◆ Aim of the task: Reproduce word for word the stretch of the critique of the paper below, from "Yeah, there are" through "branch was discovered.".

◆ Reading passage:
Yeah, there are many problems with the paper. Its descriptions of previous work is often inaccurate. For example, it cites ref. 49 to claim that Y chromosome diversity is smaller than previously believed. Ref. 49 doesn’t say that at all, and in reality the relevant Y chromosome diversity – the length of the oldest branches – was shown in 2013 to be much higher than previously thought, when a new, highly divergent branch was discovered.
Other examples: Sanford’s paper on waiting times in hominids does not show that that hasn’t been enough time since human-chimpanzee speciation for evolution to work (unless you make idiotic assumptions, that is). Haplotype blocks, to the extent that they’re a real thing, cannot be explained by single early instances of recombination; since their first description (their ref. 60(*)), their characteristic feature has been that multiple recombination events were required at their ends, to break up multiple haplotypes.

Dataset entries
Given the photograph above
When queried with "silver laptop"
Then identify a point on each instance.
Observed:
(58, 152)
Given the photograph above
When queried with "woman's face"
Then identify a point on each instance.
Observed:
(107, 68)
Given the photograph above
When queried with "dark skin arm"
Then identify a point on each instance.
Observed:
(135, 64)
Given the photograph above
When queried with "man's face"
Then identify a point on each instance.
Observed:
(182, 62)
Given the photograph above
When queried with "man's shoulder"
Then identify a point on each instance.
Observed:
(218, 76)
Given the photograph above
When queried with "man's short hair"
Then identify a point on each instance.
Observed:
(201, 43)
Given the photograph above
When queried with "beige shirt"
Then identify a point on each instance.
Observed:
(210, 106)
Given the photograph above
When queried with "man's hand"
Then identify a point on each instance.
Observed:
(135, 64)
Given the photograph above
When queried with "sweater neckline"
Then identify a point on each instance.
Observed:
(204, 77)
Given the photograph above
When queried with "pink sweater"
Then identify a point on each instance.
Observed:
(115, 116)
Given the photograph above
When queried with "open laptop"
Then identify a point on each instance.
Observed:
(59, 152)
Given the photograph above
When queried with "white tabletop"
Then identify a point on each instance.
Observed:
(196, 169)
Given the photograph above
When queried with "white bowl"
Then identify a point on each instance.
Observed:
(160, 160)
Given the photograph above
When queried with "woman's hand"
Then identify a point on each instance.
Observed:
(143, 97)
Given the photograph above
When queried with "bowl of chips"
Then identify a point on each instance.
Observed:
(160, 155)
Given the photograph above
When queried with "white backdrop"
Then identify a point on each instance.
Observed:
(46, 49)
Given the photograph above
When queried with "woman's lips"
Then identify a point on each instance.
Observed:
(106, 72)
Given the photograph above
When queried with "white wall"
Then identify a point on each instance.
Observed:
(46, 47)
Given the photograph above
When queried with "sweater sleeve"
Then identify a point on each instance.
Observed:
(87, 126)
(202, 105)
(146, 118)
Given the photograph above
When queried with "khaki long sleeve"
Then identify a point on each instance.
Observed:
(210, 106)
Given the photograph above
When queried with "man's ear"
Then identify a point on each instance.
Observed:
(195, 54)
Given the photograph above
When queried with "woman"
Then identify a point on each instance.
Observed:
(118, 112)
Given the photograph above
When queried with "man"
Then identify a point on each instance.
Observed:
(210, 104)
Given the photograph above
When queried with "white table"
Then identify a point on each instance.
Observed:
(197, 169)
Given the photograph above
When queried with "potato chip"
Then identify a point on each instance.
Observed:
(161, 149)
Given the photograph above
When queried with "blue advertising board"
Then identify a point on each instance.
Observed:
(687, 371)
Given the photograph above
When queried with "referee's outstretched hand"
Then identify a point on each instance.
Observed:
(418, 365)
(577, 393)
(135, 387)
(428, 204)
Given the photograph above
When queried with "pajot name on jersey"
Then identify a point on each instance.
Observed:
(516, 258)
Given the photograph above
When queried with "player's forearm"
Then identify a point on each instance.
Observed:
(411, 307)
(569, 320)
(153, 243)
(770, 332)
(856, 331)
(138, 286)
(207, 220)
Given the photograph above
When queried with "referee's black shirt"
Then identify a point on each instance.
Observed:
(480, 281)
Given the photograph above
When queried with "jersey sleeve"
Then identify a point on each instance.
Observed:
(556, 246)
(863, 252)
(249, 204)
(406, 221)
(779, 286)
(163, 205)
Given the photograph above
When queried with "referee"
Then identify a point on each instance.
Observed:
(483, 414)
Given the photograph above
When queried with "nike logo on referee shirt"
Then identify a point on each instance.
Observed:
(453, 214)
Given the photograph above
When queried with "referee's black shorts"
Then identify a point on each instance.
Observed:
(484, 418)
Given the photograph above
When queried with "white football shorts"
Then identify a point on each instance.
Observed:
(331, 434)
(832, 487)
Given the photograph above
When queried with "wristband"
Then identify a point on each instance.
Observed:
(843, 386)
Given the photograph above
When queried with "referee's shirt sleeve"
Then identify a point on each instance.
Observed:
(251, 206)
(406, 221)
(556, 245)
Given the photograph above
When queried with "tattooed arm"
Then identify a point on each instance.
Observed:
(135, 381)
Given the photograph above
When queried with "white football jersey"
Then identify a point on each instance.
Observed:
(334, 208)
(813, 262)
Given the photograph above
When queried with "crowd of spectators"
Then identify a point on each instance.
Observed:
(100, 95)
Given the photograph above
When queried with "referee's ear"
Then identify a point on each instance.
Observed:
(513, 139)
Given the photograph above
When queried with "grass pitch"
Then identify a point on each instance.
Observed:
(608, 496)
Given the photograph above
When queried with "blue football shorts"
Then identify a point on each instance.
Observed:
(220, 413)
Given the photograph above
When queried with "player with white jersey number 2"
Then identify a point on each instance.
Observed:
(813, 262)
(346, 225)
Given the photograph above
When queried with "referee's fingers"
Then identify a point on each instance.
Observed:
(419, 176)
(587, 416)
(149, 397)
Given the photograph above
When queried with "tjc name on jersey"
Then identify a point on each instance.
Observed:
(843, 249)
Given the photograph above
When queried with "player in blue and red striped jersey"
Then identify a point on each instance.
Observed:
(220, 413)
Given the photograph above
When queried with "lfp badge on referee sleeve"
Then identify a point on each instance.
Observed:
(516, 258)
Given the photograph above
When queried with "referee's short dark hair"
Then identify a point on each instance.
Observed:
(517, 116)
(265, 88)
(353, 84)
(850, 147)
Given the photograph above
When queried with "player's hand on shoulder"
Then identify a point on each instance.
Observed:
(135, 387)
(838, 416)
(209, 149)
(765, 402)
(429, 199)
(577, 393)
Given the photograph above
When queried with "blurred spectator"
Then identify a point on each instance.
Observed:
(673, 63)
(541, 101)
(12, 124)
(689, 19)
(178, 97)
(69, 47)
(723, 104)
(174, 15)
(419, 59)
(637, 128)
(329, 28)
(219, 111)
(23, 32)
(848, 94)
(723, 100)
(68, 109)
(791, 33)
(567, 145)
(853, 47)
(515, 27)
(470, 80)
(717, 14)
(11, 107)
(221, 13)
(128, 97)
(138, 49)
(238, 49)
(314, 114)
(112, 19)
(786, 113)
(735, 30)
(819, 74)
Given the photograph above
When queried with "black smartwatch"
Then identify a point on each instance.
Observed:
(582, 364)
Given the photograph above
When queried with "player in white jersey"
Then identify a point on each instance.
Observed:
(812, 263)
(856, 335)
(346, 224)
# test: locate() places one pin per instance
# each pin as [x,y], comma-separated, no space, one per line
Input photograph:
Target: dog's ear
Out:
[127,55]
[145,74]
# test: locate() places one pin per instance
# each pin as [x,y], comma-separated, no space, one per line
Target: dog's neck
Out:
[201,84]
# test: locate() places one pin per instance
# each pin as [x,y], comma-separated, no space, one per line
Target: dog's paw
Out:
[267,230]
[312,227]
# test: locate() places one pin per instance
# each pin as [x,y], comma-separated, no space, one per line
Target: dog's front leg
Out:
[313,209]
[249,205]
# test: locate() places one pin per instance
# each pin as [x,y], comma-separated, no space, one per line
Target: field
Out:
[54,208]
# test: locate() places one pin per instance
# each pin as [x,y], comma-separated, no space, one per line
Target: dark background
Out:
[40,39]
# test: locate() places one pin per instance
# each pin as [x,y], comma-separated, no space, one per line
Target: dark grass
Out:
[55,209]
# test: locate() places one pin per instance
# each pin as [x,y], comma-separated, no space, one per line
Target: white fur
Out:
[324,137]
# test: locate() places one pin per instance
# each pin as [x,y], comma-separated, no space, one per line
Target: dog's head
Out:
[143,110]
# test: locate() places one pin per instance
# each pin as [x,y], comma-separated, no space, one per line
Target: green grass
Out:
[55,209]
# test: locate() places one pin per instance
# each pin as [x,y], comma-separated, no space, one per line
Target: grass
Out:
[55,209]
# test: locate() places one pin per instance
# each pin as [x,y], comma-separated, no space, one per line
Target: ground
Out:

◆ Solved problem:
Yeah, there are many problems with the paper. Its descriptions of previous work is often inaccurate. For example, it cites ref. 49 to claim that Y chromosome diversity is smaller than previously believed. Ref. 49 doesn’t say that at all, and in reality the relevant Y chromosome diversity – the length of the oldest branches – was shown in 2013 to be much higher than previously thought, when a new, highly divergent branch was discovered.